British and Foreign Medical Review, January, 1845, p. 311.
Time will not allow me to cite other passages in these remarkable papers,
or later ones ; but these are sufficient to show the germ at that early
period of the doctrine of cerebral reflex action, and the unconscious
cerebration of Carpenter, the seeds having been already sown by Unzer and
Prochaska, and arising out of it, that of automatic states occasioned or
permitted by the abeyance of a higher restraining power - the Will,
[p.470] according to Laycock, in the case he employs as an illustration of
his doctrine. His teaching in regard to mental and nervous disorders due to
vaso-motor disturbance also deserves recognition.
Henry Monro
Dr Henry Monro, again, in a treatise published in 1851, put forward a
theory of the pathology of insanity, the essence of which was that the
cerebral masses having lost their static equilibrium exhibit in their
functions two different degrees of deficient nervous action (coincidently),
viz. irritable excess of action and partial paralysis. He maintained
that these two states do not fall alike upon all the seats of mental
operations, but that there is
" a partial suspension of action " of "

### EXERCISE A
According to the passage on cerebral theories, in what year did Dr Henry Monro publish his treatise on the pathology of insanity?
### EXERCISE B
Translate this sentence from the passage on cerebral theories into French: "His teaching in regard to mental and nervous disorders due to vaso-motor disturbance also deserves recognition."
### EXERCISE C
From the passage on cerebral theories, output the text starting at "British and Foreign" and ending at "also deserves recognition.".
The listing that follows comes from a separate source.

### DATA EXTRACT

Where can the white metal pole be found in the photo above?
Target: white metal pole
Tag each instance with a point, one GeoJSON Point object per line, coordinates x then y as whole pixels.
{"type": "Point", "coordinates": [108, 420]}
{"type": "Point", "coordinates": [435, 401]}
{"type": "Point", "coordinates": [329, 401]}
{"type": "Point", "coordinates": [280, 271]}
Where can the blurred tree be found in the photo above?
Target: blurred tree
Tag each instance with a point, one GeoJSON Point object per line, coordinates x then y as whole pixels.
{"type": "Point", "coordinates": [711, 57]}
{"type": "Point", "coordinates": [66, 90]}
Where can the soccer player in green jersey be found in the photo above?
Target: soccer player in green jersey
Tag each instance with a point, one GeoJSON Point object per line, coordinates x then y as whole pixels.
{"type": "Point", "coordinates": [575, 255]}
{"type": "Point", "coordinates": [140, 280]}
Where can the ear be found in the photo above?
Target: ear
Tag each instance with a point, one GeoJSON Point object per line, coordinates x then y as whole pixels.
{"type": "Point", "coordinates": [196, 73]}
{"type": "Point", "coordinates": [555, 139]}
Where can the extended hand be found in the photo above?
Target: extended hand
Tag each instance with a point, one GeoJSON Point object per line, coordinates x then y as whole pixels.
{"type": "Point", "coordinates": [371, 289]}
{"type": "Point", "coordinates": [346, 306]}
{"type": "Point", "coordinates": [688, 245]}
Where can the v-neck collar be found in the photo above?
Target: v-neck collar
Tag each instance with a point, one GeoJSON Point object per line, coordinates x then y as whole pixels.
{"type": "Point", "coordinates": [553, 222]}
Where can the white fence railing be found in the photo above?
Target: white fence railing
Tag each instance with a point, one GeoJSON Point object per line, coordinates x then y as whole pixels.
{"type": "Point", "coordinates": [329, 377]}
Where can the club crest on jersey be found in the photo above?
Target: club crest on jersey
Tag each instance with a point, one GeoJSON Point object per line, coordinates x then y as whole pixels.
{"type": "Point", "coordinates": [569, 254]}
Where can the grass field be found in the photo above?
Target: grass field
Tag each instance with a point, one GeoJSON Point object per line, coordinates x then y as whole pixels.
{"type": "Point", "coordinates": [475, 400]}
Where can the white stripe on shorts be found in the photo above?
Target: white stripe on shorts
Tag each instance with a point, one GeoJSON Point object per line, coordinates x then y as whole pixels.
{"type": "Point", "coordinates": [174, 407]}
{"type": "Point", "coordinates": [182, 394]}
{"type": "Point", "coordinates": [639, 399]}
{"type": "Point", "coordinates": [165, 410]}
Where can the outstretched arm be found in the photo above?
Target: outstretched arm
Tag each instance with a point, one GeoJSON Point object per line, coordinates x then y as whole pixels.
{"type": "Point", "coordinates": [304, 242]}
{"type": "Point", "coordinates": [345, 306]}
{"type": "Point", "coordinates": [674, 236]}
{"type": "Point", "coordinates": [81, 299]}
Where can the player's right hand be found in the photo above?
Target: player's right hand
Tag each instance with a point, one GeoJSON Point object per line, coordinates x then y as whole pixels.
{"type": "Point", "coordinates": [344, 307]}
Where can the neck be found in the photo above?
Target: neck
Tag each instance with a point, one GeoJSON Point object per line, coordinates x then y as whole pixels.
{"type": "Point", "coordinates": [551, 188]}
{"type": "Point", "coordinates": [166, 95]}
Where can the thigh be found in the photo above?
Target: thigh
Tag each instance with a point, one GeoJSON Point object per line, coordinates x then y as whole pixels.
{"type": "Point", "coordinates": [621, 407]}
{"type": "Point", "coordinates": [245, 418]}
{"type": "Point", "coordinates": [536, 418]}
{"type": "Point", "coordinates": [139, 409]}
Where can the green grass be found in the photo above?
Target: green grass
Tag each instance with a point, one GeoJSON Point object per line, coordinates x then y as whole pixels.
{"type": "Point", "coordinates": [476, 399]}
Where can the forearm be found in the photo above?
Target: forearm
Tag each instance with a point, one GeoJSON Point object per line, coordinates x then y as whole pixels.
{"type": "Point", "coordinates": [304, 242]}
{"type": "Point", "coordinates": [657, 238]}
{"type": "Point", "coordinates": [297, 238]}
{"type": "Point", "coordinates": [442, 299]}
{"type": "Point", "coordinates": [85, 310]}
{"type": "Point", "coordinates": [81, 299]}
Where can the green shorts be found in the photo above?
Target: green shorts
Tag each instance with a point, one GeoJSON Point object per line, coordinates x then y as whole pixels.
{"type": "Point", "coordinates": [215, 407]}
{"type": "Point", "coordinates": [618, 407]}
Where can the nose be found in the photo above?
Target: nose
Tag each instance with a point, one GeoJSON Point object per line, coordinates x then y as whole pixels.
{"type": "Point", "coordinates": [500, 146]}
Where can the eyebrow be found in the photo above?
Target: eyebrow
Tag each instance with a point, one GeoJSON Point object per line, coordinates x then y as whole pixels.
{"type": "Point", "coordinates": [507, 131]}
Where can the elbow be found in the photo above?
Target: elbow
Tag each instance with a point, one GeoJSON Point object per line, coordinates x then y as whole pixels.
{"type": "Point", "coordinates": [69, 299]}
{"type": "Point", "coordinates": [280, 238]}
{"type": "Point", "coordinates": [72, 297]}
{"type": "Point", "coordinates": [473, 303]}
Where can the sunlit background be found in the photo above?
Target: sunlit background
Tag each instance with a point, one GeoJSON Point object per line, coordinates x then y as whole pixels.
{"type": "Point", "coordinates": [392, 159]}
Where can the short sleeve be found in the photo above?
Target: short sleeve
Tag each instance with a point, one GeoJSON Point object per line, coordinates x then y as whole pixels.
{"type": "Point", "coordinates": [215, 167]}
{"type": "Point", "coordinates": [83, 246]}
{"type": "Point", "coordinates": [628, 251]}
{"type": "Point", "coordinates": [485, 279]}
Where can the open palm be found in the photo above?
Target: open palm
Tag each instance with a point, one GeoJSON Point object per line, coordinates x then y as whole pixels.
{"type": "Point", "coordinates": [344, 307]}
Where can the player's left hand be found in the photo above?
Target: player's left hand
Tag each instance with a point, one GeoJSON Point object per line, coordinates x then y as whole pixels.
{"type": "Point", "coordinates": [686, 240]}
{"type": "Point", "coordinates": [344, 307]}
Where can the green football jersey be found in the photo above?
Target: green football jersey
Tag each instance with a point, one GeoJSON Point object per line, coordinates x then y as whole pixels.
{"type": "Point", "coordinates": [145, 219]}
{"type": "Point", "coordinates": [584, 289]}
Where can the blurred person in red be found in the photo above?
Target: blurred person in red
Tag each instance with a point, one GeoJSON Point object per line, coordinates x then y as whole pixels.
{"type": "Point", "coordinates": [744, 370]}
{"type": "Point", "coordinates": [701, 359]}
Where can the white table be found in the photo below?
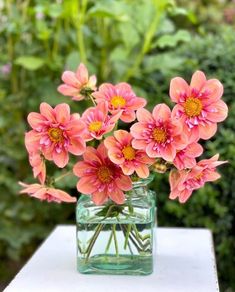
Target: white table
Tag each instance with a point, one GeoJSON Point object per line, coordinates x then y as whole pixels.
{"type": "Point", "coordinates": [185, 262]}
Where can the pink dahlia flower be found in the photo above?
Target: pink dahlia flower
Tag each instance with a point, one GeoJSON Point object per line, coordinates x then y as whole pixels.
{"type": "Point", "coordinates": [199, 105]}
{"type": "Point", "coordinates": [158, 134]}
{"type": "Point", "coordinates": [184, 182]}
{"type": "Point", "coordinates": [45, 193]}
{"type": "Point", "coordinates": [37, 162]}
{"type": "Point", "coordinates": [120, 97]}
{"type": "Point", "coordinates": [98, 122]}
{"type": "Point", "coordinates": [185, 158]}
{"type": "Point", "coordinates": [76, 82]}
{"type": "Point", "coordinates": [55, 133]}
{"type": "Point", "coordinates": [121, 152]}
{"type": "Point", "coordinates": [100, 177]}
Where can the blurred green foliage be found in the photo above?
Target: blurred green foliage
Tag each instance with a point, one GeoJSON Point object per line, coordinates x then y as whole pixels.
{"type": "Point", "coordinates": [146, 44]}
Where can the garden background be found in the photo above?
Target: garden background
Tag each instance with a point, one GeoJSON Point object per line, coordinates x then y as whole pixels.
{"type": "Point", "coordinates": [143, 42]}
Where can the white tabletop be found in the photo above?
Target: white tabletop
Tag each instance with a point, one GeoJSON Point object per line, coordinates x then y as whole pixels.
{"type": "Point", "coordinates": [185, 263]}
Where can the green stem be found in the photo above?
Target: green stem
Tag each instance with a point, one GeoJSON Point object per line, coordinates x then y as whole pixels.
{"type": "Point", "coordinates": [127, 235]}
{"type": "Point", "coordinates": [115, 239]}
{"type": "Point", "coordinates": [79, 26]}
{"type": "Point", "coordinates": [109, 242]}
{"type": "Point", "coordinates": [93, 240]}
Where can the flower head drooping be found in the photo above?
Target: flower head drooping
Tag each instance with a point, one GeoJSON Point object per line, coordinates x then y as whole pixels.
{"type": "Point", "coordinates": [121, 152]}
{"type": "Point", "coordinates": [55, 133]}
{"type": "Point", "coordinates": [78, 83]}
{"type": "Point", "coordinates": [98, 122]}
{"type": "Point", "coordinates": [37, 162]}
{"type": "Point", "coordinates": [158, 134]}
{"type": "Point", "coordinates": [100, 177]}
{"type": "Point", "coordinates": [45, 193]}
{"type": "Point", "coordinates": [199, 105]}
{"type": "Point", "coordinates": [120, 97]}
{"type": "Point", "coordinates": [185, 158]}
{"type": "Point", "coordinates": [184, 182]}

### TASK SOLUTION A
1851

### TASK SOLUTION B
Son enseignement concernant les troubles mentaux et nerveux dus à une perturbation vasomotrice mérite également d'être reconnu.

### TASK SOLUTION C
British and Foreign Medical Review, January, 1845, p. 311.
Time will not allow me to cite other passages in these remarkable papers,
or later ones ; but these are sufficient to show the germ at that early
period of the doctrine of cerebral reflex action, and the unconscious
cerebration of Carpenter, the seeds having been already sown by Unzer and
Prochaska, and arising out of it, that of automatic states occasioned or
permitted by the abeyance of a higher restraining power - the Will,
[p.470] according to Laycock, in the case he employs as an illustration of
his doctrine. His teaching in regard to mental and nervous disorders due to
vaso-motor disturbance also deserves recognition.